:: Estratto fornito ::

Io non ti conoscevo, caro lettore. In realtà non so minimamente chi eri, sebbene mi abbiano detto che eri nato e abitavi nella mia stessa città. E, poi, non so nemmeno se davvero leggevi questo sito; ma non ha una grande importanza. Il problema è che potresti essere chiunque, e credo che tu te ne renda terribilmente conto anche da nudo e da morto; eri una persona qualsiasi con la tua vita, come tutti coloro che, ad esempio, leggono questo sito. Oppure ne leggono altri. Oppure non ne leggono assolutamente nessuno. Come dirti: può toccare veramente a tutti. Tocca al geometra romano magrissimo e al diciottenne ferrarese; che cosa avranno fatto di così tremendo per meritare di morire? E tutti quegli altri, quali terribili misfatti avranno compiuto per essere spediti tra i più a forza di calci, di botte, di compressioni, di torsioni? Per questo, caro lettore, ti dico che in quella foto ci sei tu; e ci sono anche io. Quando vedo una foto del genere, ultimamente ho preso a immedesimarmi e a dirmi: ehi, Riccardo, guarda un po' come ti hanno conciato. Basta una serata; ma che dico, bastano mezz'ora, dieci minuti per essere cancellato. Spazzato via. Schiacciato. Mi rivedo allora tanti e tanti anni fa, in quella stessa città, vagare per le strade in preda alla disperazione per un motivo qualunque. Mi rivedo in una strada antica, mentre puzzavo agitato e non mi ricordavo quasi neppure come mi chiamavo. E mi ricordo di quando qualcuno mi depose di peso su una barella. E allora sono costretto a dire: soltanto il caso ha impedito che, quel lontano giorno, non arrivassero anche loro, in vena di garantire l'ordine pubblico e di proteggere la cittadinanza. Forse mi è andata bene perché erano le sei del pomeriggio di un giorno di luglio, e non le una e mezzo di una notte di marzo. E così, caro lettore, cara lettrice, può andare bene o può andare male anche a te. Dovremo stare tutti tranquilli, ma in fondo non è neppure detto; quindi guardati, guardiamoci in quella fotografia. Abituiamoci e pensare che siamo noialtri, quel corpo nudo, morto e pieno di chiazze. Avvezziamoci a pensarci mentre guardiamo il telefilmino dove sono tutti buoni, bravi, pieni di premure e salvano il cucciolo abbandonato.

:::
:: Dati di partenza ::

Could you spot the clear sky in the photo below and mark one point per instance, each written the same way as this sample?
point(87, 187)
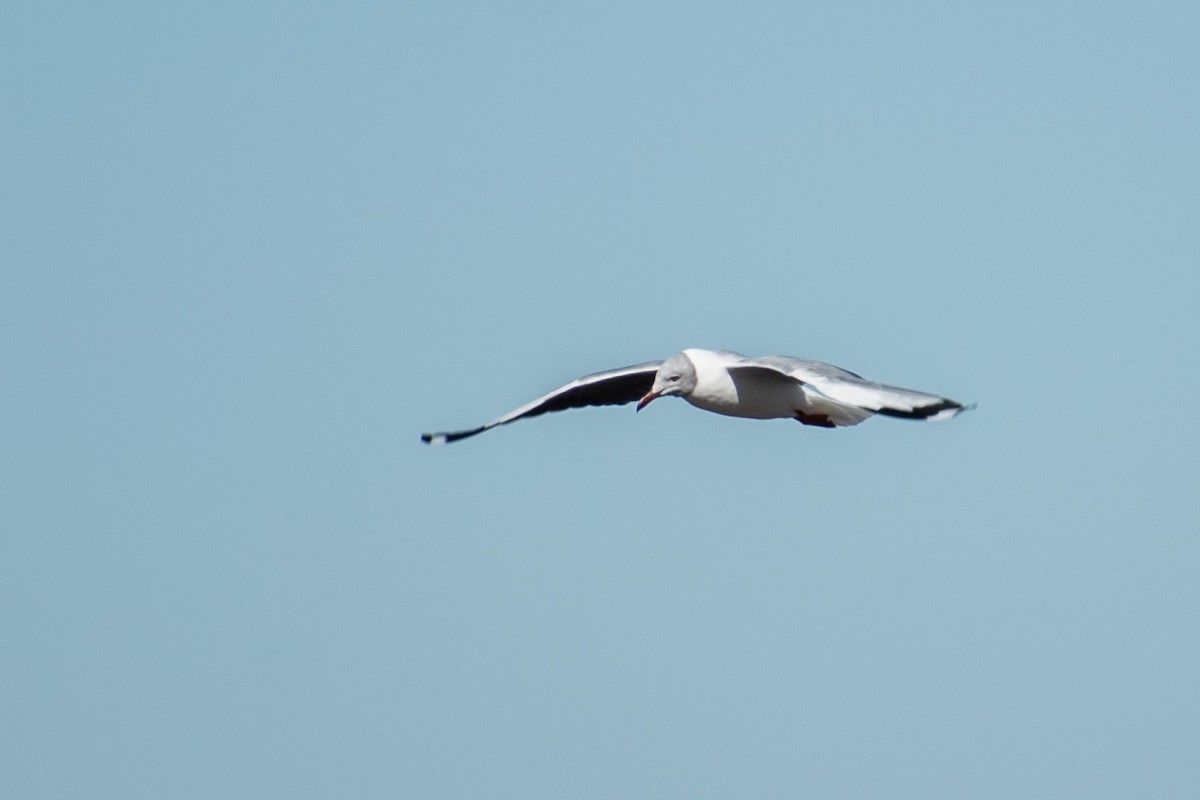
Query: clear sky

:::

Consegna 1 | Secondo l'estratto fornito, a che ora e in quale mese era il giorno in cui a chi scrive è andata bene?
Consegna 2 | Prosegui l'estratto fornito, la riflessione rivolta al caro lettore, partendo subito dopo la sua ultima frase.

Risposta 1 | Alle sei del pomeriggio di un giorno di luglio.

Risposta 2 |
Sono passati quasi due mesi da quando, caro lettore, caro me stesso, ti hanno ridotto in quel modo. Qualcuno mi ha persino chiesto come mai non ne avessi mai parlato, nonostante il fatto sia avvenuto nella mia città e addirittura di fronte all'uscio di casa di una persona che conosco parecchio bene. È perché è un film già visto troppe volte. Non sono passati neppure un paio di giorni, che tutto era già stato escluso; ci sono stati i funerali, poi sono saltate fuori le testimonianze, le telefonate, la famiglia ci ha visto sempre meno chiaro. Ad un certo punto, grazie allo sviluppo tecnologico, abbiamo potuto persino sentire la tua voce, caro lettore, mentre stavi morendo; dicevi di “avere un figlio”, affidando proprio a quel piccolo essere umano la tua estrema speranza di salvezza da chi ti stava rubando la vita. Del tutto inutile, come hai potuto constatare; in quel momento tu sei un problema di ordine pubblico, e quindi devi morire. Ficcatelo quindi nella testa e risparmia il fiato, che è l'ultimo. Invece di nominare tuo figlio, inventati una frase celebre ché è meglio. Toccasse a me? A parte il fatto che di figli non ne ho, comincerò a pensare a qualcosa di adeguato, di solenne, di filosofico da riservare all'istante estremo, mentre mi stanno pigliando a calci e schiacciando inesorabilmente; che so io, “Ehi, sbirro di merda, ti puzzano i piedi!”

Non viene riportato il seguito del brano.